**原文摘录:**
↓↓↓

4日下午3时30分左右,合丰小学。下课时,许多学生从桌子或椅子上爬出教室。

4日下午3时,合丰小学一个本来只能容纳45个人的教室坐了81个学生。
二年级一个班81个学生,塞在一间50平方米左右的教室里,是怎样一种拥挤?
前面的课桌比讲台还要靠前,离黑板不到一米;后面的学生顶着后墙壁,教室的后门已经打不开。下课了,教室里摆了9排,留给孩子们的过道太窄了,课间想去上个厕所也成了一件很困难的事情,放学了,很多学生选择从桌子上爬出来。
大量进城务工人员子女的涌入,让长沙市雨花区指定接收农民工子弟的学校之一——合丰小学的教室“膨胀”得再也塞不进一张桌子。
类似的情况也发生在芙蓉区的荷堰小学、高岭小学等学校。
拥挤,不仅仅是长沙的农民工子弟学校。老城区拔地而起的新住宅区旁的小学也是“爆满”。长沙东塘附近的枫树山小学,平均班额近70人,雨花亭小学每个班学生远超过60名。
千禧年出生的宝宝今年入学只是城市课堂拥挤的原因之一;学位有限,新建住宅小区没有配套建学校,一些地方出现了“高高兴兴搬新房,哭哭闹闹找学校”的尴尬局面;一些有钱有权的人,还在想着法子,哪怕舍近求远到这些本已“超载”的城区学校。

↑↑↑

**条目摘录:**
↓↓↓

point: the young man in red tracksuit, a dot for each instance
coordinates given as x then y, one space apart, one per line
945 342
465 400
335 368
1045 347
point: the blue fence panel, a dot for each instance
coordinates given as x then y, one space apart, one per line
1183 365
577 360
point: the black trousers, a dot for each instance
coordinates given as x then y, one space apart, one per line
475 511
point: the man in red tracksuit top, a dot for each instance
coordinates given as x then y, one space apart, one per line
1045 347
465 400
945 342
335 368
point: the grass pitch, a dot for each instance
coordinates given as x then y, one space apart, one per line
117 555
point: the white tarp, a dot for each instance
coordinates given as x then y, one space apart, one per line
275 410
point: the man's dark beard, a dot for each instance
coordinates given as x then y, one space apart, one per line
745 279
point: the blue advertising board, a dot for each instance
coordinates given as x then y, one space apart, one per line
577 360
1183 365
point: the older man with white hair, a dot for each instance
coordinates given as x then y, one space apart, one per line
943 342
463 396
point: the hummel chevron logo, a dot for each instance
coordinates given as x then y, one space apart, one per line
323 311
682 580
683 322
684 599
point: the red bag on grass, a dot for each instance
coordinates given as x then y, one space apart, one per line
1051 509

↑↑↑
↓↓↓

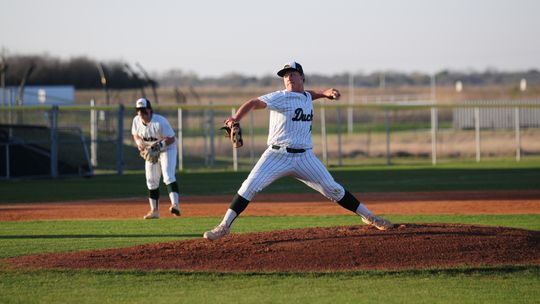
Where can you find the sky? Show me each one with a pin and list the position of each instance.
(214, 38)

↑↑↑

**题目详情:** 把写长沙小学教室拥挤的这段文字里，从“二年级一个班81个学生,塞在一间50平方米左右的教室里,是怎样一种拥挤?”开始，一直到“小学每个班学生远超过60名。”为止的全部内容，一字不改地抄下来。

**正确答案:**
二年级一个班81个学生,塞在一间50平方米左右的教室里,是怎样一种拥挤?
前面的课桌比讲台还要靠前,离黑板不到一米;后面的学生顶着后墙壁,教室的后门已经打不开。下课了,教室里摆了9排,留给孩子们的过道太窄了,课间想去上个厕所也成了一件很困难的事情,放学了,很多学生选择从桌子上爬出来。
大量进城务工人员子女的涌入,让长沙市雨花区指定接收农民工子弟的学校之一——合丰小学的教室“膨胀”得再也塞不进一张桌子。
类似的情况也发生在芙蓉区的荷堰小学、高岭小学等学校。
拥挤,不仅仅是长沙的农民工子弟学校。老城区拔地而起的新住宅区旁的小学也是“爆满”。长沙东塘附近的枫树山小学,平均班额近70人,雨花亭小学每个班学生远超过60名。